### Exercise requirements
Rewrite the data starting at the line that contains "balcony and put a dot on each instance?" and ending at the end of the data, replacing "put a dot on" with "place a dot on" and keeping everything else the same.

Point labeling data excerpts
————

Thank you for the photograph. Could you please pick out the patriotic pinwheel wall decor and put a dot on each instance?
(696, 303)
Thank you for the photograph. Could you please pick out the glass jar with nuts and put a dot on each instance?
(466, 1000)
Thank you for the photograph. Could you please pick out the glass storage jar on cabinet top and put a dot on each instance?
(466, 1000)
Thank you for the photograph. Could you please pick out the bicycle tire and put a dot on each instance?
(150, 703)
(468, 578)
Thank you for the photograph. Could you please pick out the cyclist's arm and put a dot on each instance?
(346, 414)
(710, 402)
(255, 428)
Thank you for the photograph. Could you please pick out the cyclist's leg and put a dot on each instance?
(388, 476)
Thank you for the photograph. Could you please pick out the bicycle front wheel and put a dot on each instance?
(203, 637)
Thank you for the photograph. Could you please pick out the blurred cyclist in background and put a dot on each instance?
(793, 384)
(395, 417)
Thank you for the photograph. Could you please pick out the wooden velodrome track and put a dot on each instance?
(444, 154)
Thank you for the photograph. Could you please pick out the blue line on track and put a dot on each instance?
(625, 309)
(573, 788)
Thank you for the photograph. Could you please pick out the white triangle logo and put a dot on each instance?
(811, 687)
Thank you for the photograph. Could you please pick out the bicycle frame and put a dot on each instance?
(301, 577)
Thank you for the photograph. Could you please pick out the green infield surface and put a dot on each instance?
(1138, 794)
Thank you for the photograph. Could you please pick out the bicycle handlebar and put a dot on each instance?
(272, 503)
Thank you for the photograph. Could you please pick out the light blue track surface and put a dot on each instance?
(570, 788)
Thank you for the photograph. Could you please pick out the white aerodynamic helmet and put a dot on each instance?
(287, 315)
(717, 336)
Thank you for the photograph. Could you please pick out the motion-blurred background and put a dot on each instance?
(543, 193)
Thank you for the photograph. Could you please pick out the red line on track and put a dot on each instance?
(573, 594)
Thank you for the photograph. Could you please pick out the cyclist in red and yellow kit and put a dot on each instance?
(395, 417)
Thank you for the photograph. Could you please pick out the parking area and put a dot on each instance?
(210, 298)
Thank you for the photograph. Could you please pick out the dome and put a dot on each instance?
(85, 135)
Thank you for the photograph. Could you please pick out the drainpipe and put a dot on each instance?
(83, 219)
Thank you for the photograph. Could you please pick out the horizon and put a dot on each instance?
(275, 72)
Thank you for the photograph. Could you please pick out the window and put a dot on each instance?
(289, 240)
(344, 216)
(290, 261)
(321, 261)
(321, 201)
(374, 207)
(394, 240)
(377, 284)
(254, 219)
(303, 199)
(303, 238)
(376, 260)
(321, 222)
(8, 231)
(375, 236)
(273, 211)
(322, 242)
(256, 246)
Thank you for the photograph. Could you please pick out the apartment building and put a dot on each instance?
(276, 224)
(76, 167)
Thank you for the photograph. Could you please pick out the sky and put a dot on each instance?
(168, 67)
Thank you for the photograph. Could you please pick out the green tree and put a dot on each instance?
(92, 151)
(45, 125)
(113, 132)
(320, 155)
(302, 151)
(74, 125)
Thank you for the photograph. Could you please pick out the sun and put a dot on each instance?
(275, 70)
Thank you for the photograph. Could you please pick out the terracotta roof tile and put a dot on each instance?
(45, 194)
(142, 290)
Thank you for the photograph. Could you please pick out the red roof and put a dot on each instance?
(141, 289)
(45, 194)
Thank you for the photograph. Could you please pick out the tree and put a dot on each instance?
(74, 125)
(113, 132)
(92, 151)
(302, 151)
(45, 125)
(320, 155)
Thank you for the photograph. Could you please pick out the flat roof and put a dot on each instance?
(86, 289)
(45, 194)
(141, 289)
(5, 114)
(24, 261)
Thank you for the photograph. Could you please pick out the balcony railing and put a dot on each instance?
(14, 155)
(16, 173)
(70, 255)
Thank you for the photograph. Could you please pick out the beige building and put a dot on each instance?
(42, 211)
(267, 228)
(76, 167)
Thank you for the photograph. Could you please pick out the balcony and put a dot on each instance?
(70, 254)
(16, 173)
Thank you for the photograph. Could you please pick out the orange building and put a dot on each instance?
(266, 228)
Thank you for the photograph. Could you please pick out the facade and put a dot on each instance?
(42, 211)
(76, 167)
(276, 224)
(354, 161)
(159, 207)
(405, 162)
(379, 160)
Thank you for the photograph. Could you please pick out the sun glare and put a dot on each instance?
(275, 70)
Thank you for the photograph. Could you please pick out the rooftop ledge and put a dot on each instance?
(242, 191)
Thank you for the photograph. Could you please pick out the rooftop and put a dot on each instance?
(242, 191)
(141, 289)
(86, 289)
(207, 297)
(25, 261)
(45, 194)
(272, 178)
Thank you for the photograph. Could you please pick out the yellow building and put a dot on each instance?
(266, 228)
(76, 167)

————

### Completed task
Thank you for the photograph. Could you please pick out the balcony and place a dot on each instance?
(70, 254)
(16, 173)
Thank you for the photograph. Could you please pick out the orange building and place a dot on each instance?
(266, 228)
Thank you for the photograph. Could you please pick out the facade and place a dot on each instance?
(42, 211)
(76, 167)
(276, 224)
(354, 161)
(159, 207)
(405, 162)
(379, 160)
Thank you for the photograph. Could you please pick out the sun glare and place a dot on each instance?
(275, 70)
Thank you for the photograph. Could you please pick out the rooftop ledge and place a dot on each instance?
(242, 191)
Thank you for the photograph. Could you please pick out the rooftop and place a dot on each instance?
(242, 191)
(141, 289)
(86, 289)
(207, 297)
(25, 261)
(45, 194)
(272, 178)
Thank you for the photograph. Could you please pick out the yellow building and place a dot on each instance?
(266, 228)
(76, 167)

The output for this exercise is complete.